Using the abstract on stem cell metabolism and the Recon3E model, explain in one to three sentences why the authors added kinetome information to their human genome-scale model.

● **Excerpt to read**:
....

Elucidating the Metabolic Rewiring of Pluripotent Stem Cells during Differentiation into Adult Progenitors Using an Updated and Enzyme-Constrained Human Genome-Scale Model

Pluripotent stem cells (PSCs) offer new potentials for treating multiple diseases via gene therapy and regenerative medicine due to their unique regenerative abilities. PSCs differentiate into many distinct germ layer cells and produce various human organs via various transcriptional, epigenetic and metabolic changes. While the transcriptional and epigenetic changes during stem cell differentiation is widely researched, the metabolic changes of PSCs during differentiation remain largely uncovered, except the well-known switch from aerobic glycolysis into oxidative phosphorylation for energy generation. Therefore, we utilize a systematic approach combining transcriptomic data and the human genome-scale model (GEM) to examine the metabolic signatures of pluripotent stem cells, germ layer cells, and adult stem cells in comparison to various mature cells. Here, it should be highlighted that although the availability of several human GEMs has substantially improved our understanding on the molecular basis of various diseases and phenotypes, we still observed the variability in internal metabolic fluxes predicted by the models, across conditions due to the limited constraints typically used in constraints-based flux analysis. To address this critical issue, here, we present the most comprehensive and biochemically consistent human GEM to-date, Recon3E, and included the necessary kinetome information to enable its ready use during the simulations, thereby improving the phenotype predictions further. Recon3E accounts for 3463 open reading frames, 7182 reactions corresponding to 987 unique enzymes, and 3023 unique metabolites. Importantly, Recon3E contains the kinetic information, i.e. k_cat, for 672 of the total 987 enzymes where 74% of these values are human-specific. Using Recon3E, we were able to predict the metabolic rewiring which occurs during the differentiation of PSCs into adult progenitors, emphasizing the role of unsaturated lipids, amino acid derivatives and one-carbon metabolites in maintaining self-renewal and pluripotency, in addition to the commonly cited glycolysis and oxidative phosphorylation. (Funding: SSAC# PJ01334605, Republic of Korea)

....

● **Record extracts**:
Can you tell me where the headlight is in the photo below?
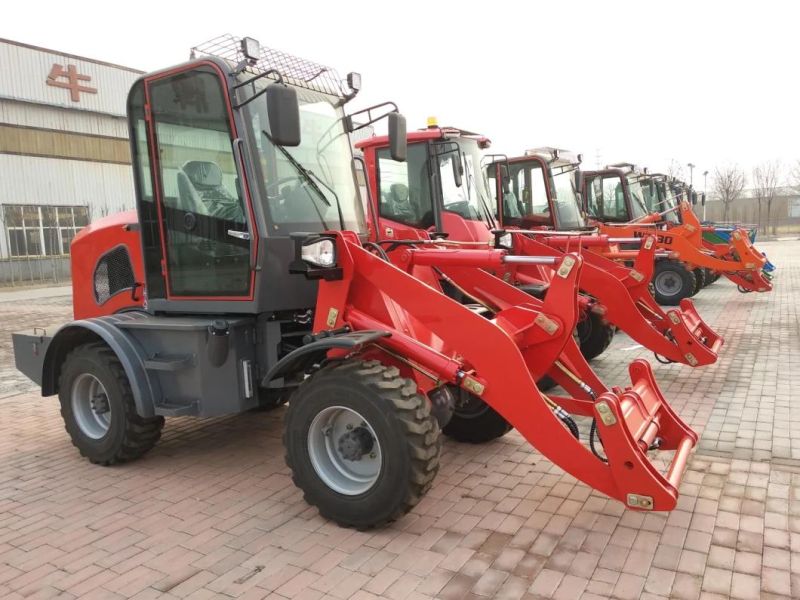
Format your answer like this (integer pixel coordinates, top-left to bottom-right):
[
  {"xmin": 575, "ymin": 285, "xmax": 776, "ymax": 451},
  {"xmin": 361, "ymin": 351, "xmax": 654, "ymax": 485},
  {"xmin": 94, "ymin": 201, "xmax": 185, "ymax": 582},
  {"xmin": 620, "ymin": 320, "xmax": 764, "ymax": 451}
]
[{"xmin": 300, "ymin": 238, "xmax": 336, "ymax": 268}]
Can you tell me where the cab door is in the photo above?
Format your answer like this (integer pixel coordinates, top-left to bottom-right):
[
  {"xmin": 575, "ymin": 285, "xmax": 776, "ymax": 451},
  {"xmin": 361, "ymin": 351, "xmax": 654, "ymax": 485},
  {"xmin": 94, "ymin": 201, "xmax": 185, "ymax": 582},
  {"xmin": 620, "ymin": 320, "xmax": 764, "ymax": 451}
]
[{"xmin": 145, "ymin": 63, "xmax": 257, "ymax": 300}]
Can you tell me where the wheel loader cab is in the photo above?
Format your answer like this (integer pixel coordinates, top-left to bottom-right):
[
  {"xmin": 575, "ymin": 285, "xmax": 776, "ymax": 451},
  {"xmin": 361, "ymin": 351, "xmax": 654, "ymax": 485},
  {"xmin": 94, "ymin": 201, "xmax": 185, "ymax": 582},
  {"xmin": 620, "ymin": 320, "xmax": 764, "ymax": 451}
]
[
  {"xmin": 357, "ymin": 127, "xmax": 495, "ymax": 241},
  {"xmin": 584, "ymin": 168, "xmax": 648, "ymax": 223}
]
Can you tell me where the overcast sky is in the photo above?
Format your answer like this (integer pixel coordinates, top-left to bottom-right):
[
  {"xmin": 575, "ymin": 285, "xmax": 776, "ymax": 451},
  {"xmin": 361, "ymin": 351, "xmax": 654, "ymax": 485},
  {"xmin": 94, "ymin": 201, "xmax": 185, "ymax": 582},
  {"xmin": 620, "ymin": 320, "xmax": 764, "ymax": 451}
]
[{"xmin": 0, "ymin": 0, "xmax": 800, "ymax": 187}]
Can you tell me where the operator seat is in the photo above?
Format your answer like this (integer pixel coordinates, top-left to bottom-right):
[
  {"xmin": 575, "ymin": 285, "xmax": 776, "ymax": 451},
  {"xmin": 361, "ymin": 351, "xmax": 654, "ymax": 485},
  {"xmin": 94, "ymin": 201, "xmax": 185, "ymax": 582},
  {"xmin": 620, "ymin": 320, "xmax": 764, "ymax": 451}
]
[{"xmin": 389, "ymin": 183, "xmax": 417, "ymax": 220}]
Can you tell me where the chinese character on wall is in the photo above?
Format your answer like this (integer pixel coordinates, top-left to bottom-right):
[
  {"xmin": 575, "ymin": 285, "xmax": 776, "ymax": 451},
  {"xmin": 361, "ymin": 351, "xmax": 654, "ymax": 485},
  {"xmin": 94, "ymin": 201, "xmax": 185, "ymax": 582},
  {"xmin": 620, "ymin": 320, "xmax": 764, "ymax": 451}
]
[{"xmin": 46, "ymin": 64, "xmax": 97, "ymax": 102}]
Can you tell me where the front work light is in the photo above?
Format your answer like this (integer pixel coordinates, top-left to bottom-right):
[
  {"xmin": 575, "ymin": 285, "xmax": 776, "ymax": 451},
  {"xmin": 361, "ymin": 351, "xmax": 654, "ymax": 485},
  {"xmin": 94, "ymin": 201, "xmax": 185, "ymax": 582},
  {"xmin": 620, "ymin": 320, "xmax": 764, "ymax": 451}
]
[
  {"xmin": 300, "ymin": 238, "xmax": 336, "ymax": 268},
  {"xmin": 242, "ymin": 38, "xmax": 261, "ymax": 65}
]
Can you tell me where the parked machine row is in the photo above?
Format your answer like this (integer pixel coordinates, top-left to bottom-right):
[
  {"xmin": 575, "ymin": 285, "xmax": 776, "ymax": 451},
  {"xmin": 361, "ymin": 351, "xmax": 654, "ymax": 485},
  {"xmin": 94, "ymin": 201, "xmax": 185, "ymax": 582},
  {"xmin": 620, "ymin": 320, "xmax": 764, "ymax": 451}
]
[{"xmin": 13, "ymin": 36, "xmax": 772, "ymax": 528}]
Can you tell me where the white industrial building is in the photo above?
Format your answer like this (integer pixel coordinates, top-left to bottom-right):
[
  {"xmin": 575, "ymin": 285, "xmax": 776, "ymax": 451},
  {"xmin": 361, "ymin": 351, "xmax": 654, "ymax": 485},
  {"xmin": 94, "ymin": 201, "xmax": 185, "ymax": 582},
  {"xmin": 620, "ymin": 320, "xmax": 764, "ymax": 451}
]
[{"xmin": 0, "ymin": 39, "xmax": 141, "ymax": 282}]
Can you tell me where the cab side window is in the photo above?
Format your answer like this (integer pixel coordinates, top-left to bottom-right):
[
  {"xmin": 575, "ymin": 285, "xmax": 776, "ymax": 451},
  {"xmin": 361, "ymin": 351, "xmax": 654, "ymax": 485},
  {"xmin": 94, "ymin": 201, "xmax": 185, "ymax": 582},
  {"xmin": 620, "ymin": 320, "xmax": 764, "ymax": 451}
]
[
  {"xmin": 149, "ymin": 66, "xmax": 251, "ymax": 297},
  {"xmin": 503, "ymin": 163, "xmax": 550, "ymax": 226},
  {"xmin": 586, "ymin": 175, "xmax": 629, "ymax": 223},
  {"xmin": 376, "ymin": 144, "xmax": 434, "ymax": 229}
]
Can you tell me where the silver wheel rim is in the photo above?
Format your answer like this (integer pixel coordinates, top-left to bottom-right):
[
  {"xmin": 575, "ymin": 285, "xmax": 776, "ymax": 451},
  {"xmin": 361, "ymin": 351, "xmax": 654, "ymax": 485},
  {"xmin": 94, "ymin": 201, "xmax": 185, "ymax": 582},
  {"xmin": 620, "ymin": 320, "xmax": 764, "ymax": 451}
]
[
  {"xmin": 654, "ymin": 271, "xmax": 683, "ymax": 296},
  {"xmin": 308, "ymin": 406, "xmax": 383, "ymax": 496},
  {"xmin": 70, "ymin": 373, "xmax": 111, "ymax": 440}
]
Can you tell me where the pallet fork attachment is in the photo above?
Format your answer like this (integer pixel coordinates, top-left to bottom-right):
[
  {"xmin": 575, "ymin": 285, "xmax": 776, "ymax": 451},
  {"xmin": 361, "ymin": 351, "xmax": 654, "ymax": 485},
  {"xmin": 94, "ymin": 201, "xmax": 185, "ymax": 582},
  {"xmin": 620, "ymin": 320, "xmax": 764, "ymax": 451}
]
[
  {"xmin": 314, "ymin": 233, "xmax": 697, "ymax": 510},
  {"xmin": 599, "ymin": 202, "xmax": 772, "ymax": 292}
]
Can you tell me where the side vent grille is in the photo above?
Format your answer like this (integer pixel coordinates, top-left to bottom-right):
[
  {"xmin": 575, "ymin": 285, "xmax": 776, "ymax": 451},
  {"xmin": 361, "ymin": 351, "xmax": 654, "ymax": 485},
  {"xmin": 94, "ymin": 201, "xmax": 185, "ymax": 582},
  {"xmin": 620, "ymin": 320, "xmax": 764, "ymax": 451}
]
[{"xmin": 94, "ymin": 246, "xmax": 135, "ymax": 304}]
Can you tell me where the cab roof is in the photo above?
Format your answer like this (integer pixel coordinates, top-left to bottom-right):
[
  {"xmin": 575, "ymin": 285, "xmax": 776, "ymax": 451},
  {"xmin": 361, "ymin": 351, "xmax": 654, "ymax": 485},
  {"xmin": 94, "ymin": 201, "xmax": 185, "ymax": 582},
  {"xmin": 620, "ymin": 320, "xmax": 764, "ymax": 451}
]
[{"xmin": 356, "ymin": 126, "xmax": 491, "ymax": 151}]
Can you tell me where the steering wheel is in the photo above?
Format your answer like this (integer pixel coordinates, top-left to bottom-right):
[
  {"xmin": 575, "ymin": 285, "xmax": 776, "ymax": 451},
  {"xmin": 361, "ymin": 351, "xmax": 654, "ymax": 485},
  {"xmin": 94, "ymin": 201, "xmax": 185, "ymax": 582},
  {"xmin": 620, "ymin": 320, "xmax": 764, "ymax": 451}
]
[{"xmin": 265, "ymin": 175, "xmax": 298, "ymax": 198}]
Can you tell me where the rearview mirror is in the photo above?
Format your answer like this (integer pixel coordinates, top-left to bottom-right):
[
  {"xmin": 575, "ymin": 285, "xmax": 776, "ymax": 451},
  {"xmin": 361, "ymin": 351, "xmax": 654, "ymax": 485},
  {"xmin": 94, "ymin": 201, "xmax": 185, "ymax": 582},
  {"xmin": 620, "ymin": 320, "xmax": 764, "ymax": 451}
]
[
  {"xmin": 387, "ymin": 112, "xmax": 408, "ymax": 162},
  {"xmin": 266, "ymin": 83, "xmax": 300, "ymax": 146}
]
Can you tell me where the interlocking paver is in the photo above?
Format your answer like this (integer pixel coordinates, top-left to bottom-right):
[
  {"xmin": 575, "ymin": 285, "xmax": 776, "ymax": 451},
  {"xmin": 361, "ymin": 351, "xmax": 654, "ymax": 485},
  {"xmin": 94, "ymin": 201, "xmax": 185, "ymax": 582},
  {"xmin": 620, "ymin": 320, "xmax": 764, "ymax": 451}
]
[{"xmin": 0, "ymin": 242, "xmax": 800, "ymax": 600}]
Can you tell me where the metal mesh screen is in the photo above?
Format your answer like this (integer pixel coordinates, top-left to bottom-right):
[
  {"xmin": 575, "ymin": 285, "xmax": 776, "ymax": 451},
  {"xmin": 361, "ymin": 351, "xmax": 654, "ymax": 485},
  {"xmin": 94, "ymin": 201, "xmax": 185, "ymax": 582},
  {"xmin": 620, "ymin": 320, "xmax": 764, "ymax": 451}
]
[
  {"xmin": 94, "ymin": 246, "xmax": 135, "ymax": 304},
  {"xmin": 192, "ymin": 34, "xmax": 347, "ymax": 97}
]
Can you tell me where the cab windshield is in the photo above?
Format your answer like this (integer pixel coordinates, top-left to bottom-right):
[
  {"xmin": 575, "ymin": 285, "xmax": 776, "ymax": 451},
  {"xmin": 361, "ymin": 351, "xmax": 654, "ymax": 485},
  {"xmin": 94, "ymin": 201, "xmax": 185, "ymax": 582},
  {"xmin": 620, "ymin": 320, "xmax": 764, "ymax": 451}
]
[
  {"xmin": 551, "ymin": 165, "xmax": 587, "ymax": 229},
  {"xmin": 434, "ymin": 138, "xmax": 494, "ymax": 227},
  {"xmin": 245, "ymin": 85, "xmax": 366, "ymax": 235}
]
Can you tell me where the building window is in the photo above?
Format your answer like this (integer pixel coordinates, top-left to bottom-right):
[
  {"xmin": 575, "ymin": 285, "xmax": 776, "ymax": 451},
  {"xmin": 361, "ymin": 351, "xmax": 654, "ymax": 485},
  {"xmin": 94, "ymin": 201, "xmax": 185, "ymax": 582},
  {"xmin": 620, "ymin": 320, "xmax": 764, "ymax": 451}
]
[{"xmin": 3, "ymin": 204, "xmax": 89, "ymax": 256}]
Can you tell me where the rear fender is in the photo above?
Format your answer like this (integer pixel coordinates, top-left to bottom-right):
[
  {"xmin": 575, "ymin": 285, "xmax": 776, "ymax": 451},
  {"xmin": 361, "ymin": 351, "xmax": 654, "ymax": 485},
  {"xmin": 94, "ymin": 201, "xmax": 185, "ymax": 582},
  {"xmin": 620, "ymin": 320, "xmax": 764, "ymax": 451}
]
[{"xmin": 42, "ymin": 317, "xmax": 161, "ymax": 417}]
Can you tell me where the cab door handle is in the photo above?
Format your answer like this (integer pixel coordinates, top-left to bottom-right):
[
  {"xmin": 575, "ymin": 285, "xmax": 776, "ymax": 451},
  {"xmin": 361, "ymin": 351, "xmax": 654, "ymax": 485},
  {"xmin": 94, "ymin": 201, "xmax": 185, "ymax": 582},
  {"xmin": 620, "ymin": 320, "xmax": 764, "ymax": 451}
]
[{"xmin": 228, "ymin": 229, "xmax": 250, "ymax": 242}]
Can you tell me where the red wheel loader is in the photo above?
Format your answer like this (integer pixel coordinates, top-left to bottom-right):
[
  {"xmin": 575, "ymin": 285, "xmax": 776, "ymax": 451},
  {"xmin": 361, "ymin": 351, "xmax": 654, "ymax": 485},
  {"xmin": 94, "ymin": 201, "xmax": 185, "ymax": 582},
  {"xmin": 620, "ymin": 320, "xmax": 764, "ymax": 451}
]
[
  {"xmin": 583, "ymin": 163, "xmax": 772, "ymax": 305},
  {"xmin": 358, "ymin": 126, "xmax": 722, "ymax": 366},
  {"xmin": 13, "ymin": 36, "xmax": 697, "ymax": 528}
]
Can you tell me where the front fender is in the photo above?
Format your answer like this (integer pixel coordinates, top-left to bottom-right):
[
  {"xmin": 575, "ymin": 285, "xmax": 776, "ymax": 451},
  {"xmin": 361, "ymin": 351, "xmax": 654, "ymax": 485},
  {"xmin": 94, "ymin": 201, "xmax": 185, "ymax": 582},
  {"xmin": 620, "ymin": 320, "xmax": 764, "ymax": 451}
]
[
  {"xmin": 261, "ymin": 330, "xmax": 391, "ymax": 387},
  {"xmin": 42, "ymin": 317, "xmax": 161, "ymax": 417}
]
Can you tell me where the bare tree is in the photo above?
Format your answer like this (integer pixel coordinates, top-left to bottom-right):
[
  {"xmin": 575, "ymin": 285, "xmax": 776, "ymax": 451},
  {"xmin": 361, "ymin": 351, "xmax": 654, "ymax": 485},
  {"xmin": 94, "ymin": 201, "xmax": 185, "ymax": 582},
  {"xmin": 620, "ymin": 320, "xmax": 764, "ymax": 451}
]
[
  {"xmin": 667, "ymin": 158, "xmax": 685, "ymax": 181},
  {"xmin": 714, "ymin": 165, "xmax": 744, "ymax": 221},
  {"xmin": 753, "ymin": 160, "xmax": 781, "ymax": 233},
  {"xmin": 786, "ymin": 159, "xmax": 800, "ymax": 193}
]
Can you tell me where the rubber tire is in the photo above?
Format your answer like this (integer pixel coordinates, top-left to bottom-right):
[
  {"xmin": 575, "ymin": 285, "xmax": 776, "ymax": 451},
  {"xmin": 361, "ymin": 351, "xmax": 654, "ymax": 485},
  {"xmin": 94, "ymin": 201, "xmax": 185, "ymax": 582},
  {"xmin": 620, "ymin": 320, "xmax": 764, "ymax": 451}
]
[
  {"xmin": 58, "ymin": 343, "xmax": 164, "ymax": 466},
  {"xmin": 575, "ymin": 312, "xmax": 615, "ymax": 361},
  {"xmin": 692, "ymin": 268, "xmax": 706, "ymax": 296},
  {"xmin": 283, "ymin": 359, "xmax": 442, "ymax": 530},
  {"xmin": 442, "ymin": 388, "xmax": 513, "ymax": 444},
  {"xmin": 653, "ymin": 260, "xmax": 695, "ymax": 306}
]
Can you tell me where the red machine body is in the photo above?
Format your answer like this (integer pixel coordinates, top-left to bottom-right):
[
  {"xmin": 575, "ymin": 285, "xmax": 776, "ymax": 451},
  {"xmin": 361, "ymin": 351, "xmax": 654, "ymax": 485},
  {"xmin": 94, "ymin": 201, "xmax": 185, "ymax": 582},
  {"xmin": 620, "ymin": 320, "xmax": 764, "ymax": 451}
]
[{"xmin": 70, "ymin": 211, "xmax": 145, "ymax": 319}]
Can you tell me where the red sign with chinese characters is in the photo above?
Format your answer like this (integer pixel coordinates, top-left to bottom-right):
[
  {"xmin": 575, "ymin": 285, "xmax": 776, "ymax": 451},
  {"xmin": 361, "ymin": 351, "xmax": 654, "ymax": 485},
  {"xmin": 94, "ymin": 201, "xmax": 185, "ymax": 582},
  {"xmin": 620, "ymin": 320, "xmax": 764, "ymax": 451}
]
[{"xmin": 46, "ymin": 64, "xmax": 97, "ymax": 102}]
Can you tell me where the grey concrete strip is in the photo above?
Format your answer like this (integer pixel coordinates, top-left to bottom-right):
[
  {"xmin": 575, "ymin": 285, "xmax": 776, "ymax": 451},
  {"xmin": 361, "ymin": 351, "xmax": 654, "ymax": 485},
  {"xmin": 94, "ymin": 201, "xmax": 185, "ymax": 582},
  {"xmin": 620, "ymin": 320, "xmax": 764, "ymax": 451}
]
[{"xmin": 0, "ymin": 285, "xmax": 72, "ymax": 302}]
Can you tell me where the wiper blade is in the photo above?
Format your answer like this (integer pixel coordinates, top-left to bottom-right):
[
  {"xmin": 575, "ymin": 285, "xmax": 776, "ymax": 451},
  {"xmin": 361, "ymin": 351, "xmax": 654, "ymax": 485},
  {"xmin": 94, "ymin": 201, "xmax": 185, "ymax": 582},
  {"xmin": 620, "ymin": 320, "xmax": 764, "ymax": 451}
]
[
  {"xmin": 261, "ymin": 129, "xmax": 331, "ymax": 229},
  {"xmin": 307, "ymin": 169, "xmax": 345, "ymax": 231},
  {"xmin": 261, "ymin": 129, "xmax": 331, "ymax": 206}
]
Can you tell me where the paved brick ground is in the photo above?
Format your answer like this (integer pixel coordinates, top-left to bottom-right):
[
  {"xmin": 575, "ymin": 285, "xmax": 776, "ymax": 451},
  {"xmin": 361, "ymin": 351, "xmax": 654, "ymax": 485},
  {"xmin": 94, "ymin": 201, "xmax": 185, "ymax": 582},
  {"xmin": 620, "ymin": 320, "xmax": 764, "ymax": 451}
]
[{"xmin": 0, "ymin": 242, "xmax": 800, "ymax": 600}]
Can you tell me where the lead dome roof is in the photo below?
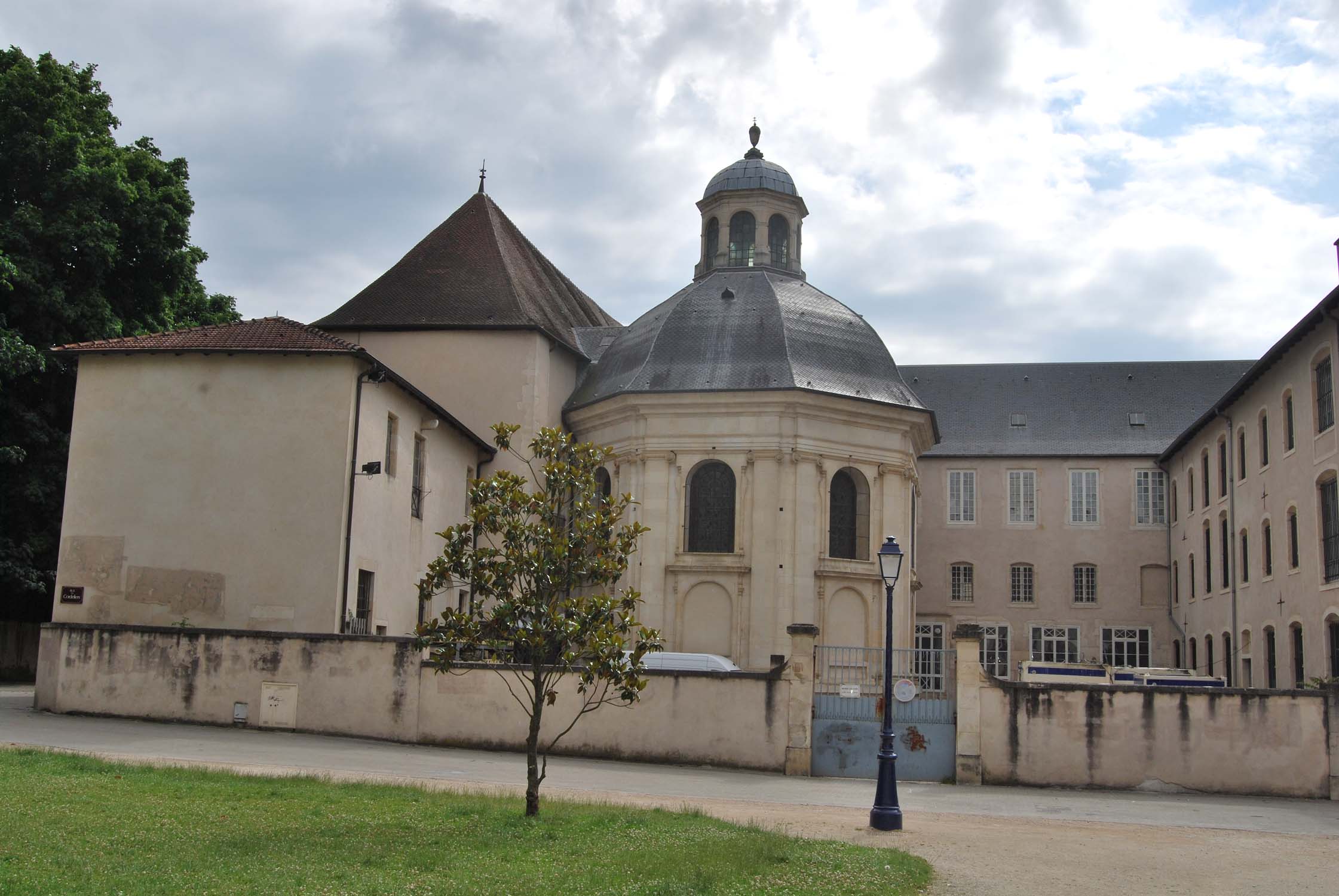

....

● **Answer to the problem**:
Existing human genome-scale models still predicted variable internal metabolic fluxes across conditions, because constraints-based flux analysis typically uses limited constraints. To address this, the authors built Recon3E with the kinetome information needed for simulations, which further improves phenotype predictions.